● STATED EXERCISE: Render the records from the first line through the line containing "M108 263L127 245L125" as a JSON list of strings, one string per line, with blank lines omitted.

== MATERIAL FOR THE TASK ==

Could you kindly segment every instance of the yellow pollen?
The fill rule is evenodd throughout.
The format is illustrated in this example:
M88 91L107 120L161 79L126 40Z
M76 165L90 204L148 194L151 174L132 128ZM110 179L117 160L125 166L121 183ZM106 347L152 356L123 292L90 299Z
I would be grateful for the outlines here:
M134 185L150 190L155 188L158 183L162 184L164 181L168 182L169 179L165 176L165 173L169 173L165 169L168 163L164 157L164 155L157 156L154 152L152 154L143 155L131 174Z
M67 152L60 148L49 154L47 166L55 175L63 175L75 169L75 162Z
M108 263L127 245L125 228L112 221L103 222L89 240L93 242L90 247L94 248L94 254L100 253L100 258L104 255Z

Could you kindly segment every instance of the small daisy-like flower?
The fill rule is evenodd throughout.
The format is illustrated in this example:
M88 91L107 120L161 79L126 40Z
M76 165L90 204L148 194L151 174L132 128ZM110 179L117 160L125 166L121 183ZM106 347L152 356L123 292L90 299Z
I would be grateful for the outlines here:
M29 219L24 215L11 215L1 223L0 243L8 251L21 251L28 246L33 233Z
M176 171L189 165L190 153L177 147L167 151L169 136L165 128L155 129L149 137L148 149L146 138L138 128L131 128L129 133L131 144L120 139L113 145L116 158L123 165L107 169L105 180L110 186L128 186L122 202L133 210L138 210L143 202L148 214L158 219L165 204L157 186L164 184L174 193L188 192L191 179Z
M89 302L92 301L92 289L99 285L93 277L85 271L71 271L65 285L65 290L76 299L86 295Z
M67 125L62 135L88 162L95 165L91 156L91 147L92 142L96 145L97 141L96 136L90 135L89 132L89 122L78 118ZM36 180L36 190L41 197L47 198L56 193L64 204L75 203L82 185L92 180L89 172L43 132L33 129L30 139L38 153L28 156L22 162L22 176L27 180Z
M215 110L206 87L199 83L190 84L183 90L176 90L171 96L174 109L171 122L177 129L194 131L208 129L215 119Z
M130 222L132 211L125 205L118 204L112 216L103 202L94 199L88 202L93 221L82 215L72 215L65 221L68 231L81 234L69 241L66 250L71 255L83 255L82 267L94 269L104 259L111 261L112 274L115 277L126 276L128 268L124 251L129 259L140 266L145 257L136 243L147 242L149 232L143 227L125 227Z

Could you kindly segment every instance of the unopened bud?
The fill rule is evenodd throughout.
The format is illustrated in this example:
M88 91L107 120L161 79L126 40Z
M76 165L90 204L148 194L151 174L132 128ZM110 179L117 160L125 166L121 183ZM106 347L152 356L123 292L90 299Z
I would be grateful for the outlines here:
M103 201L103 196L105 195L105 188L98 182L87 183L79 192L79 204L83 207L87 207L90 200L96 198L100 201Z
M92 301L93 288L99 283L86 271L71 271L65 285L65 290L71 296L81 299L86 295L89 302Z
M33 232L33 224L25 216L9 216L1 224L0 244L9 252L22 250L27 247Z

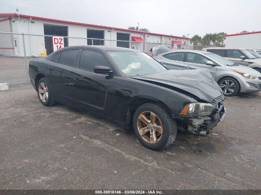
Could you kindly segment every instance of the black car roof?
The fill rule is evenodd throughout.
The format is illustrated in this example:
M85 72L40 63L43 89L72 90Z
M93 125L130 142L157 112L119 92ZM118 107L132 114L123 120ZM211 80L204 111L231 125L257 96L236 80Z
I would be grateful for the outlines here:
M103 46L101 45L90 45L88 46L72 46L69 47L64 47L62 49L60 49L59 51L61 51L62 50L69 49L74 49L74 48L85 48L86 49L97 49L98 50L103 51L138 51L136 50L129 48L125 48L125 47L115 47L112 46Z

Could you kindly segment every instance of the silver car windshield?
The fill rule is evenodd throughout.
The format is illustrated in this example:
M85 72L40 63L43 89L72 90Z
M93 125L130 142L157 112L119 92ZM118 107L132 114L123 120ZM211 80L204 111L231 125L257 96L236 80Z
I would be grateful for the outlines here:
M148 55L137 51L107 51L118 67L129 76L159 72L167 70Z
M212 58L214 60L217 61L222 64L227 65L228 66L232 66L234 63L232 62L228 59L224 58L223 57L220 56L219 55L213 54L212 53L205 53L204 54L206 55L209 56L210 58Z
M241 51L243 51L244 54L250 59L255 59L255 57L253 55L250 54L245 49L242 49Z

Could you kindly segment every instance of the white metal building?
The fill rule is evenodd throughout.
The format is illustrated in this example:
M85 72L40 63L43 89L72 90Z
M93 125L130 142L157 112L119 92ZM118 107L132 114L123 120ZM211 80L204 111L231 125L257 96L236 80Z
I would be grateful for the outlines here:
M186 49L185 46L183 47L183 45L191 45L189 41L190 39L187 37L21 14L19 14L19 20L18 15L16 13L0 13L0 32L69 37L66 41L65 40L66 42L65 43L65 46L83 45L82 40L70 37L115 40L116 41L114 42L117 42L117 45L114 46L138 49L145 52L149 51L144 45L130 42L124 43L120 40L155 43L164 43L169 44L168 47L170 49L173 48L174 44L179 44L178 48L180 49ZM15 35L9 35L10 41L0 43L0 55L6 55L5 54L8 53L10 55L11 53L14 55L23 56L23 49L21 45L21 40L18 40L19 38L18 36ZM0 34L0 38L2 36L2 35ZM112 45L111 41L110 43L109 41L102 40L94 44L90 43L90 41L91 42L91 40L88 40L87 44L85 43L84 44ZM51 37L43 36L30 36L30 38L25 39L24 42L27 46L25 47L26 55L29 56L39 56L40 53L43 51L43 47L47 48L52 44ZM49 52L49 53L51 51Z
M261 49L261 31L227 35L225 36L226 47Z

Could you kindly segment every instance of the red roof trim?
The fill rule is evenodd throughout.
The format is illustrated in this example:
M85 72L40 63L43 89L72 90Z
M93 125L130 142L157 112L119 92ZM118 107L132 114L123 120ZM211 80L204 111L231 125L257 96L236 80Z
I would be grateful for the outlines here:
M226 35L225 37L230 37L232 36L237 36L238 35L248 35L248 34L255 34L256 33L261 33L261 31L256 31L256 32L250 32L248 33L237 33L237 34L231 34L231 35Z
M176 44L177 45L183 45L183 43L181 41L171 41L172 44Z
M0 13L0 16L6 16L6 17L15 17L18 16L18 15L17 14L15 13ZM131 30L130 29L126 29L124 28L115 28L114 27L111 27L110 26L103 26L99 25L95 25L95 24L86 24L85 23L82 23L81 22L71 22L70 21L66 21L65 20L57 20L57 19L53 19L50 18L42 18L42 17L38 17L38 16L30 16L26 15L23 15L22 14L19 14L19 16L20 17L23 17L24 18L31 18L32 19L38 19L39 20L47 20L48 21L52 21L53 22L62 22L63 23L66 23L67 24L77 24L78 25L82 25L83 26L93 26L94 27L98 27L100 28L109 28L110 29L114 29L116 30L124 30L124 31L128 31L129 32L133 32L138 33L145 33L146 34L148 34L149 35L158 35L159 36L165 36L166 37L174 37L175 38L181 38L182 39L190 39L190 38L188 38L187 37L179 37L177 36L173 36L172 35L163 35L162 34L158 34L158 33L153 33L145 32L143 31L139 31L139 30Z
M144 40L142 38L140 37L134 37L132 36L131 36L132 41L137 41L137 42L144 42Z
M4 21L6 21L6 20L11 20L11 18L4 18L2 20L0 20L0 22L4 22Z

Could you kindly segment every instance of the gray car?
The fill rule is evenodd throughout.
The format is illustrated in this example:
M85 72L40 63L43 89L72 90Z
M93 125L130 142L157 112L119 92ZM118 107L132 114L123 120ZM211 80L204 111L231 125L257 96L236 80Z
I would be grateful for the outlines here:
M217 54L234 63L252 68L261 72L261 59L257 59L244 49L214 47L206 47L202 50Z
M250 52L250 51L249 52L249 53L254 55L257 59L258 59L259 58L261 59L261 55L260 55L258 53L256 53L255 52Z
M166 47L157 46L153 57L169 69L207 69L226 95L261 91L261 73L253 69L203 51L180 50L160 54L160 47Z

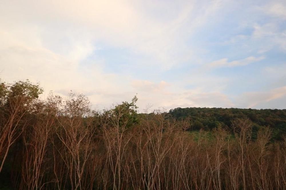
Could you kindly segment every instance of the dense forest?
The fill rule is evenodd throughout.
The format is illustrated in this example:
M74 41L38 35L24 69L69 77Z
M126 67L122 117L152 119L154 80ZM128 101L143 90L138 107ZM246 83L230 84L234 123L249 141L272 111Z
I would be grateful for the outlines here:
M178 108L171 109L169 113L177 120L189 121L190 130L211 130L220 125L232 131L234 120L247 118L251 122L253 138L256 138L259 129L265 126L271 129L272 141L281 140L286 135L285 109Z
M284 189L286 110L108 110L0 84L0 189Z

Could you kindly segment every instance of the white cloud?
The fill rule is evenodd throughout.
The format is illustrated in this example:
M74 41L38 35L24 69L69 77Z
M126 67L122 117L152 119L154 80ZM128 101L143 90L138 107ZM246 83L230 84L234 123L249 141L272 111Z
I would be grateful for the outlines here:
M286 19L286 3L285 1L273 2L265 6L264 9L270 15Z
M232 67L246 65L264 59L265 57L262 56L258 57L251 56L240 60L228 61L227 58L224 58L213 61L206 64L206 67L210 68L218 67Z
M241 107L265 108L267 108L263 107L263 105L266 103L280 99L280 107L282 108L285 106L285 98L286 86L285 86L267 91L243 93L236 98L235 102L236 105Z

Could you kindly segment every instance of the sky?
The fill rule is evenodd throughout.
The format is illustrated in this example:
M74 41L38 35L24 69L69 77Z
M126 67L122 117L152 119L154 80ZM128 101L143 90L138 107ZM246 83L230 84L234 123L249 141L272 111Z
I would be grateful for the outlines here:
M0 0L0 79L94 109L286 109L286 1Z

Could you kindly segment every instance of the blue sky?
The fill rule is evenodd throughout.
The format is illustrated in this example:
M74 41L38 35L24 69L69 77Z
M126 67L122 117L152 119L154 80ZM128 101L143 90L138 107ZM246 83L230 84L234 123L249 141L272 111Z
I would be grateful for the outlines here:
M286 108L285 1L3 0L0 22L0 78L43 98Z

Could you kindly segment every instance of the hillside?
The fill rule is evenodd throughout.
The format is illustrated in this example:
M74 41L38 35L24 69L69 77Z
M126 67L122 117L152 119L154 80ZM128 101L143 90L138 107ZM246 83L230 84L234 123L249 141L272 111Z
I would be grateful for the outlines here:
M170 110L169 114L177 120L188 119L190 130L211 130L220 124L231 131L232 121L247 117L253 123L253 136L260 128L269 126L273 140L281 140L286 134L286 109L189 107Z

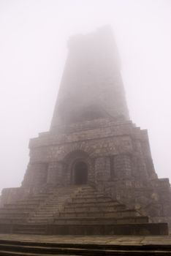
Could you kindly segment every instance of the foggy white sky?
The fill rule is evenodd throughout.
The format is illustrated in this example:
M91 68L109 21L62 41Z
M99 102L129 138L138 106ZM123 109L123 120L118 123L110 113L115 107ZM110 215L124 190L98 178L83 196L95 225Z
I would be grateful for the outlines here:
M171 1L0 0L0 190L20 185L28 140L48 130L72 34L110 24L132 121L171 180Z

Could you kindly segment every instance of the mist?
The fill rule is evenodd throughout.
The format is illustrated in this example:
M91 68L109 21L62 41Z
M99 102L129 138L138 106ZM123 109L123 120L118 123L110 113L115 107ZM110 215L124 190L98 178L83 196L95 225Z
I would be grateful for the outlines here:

===

● RESULT OF THIS EXERCISE:
[
  "Could you kindly segment every instance of the yellow pollen?",
  "The fill rule is evenodd throughout.",
  "The format is illustrated in this example:",
  "M88 91L107 120L161 79L126 40Z",
  "M76 165L90 204L148 194L151 174L132 128ZM110 179L117 160L125 166L121 183ZM106 347L152 356L123 292L90 299Z",
  "I would be grateful for the outlines here:",
  "M134 185L150 190L155 188L158 183L162 184L164 181L168 182L169 179L165 176L165 173L169 173L165 169L168 163L164 157L164 155L157 156L154 152L152 154L143 155L131 174Z",
  "M67 152L60 148L49 154L47 166L55 175L63 175L75 169L75 162Z",
  "M108 263L127 245L125 228L112 221L103 222L89 240L93 242L90 247L94 248L94 254L100 253L100 258L104 255Z"
]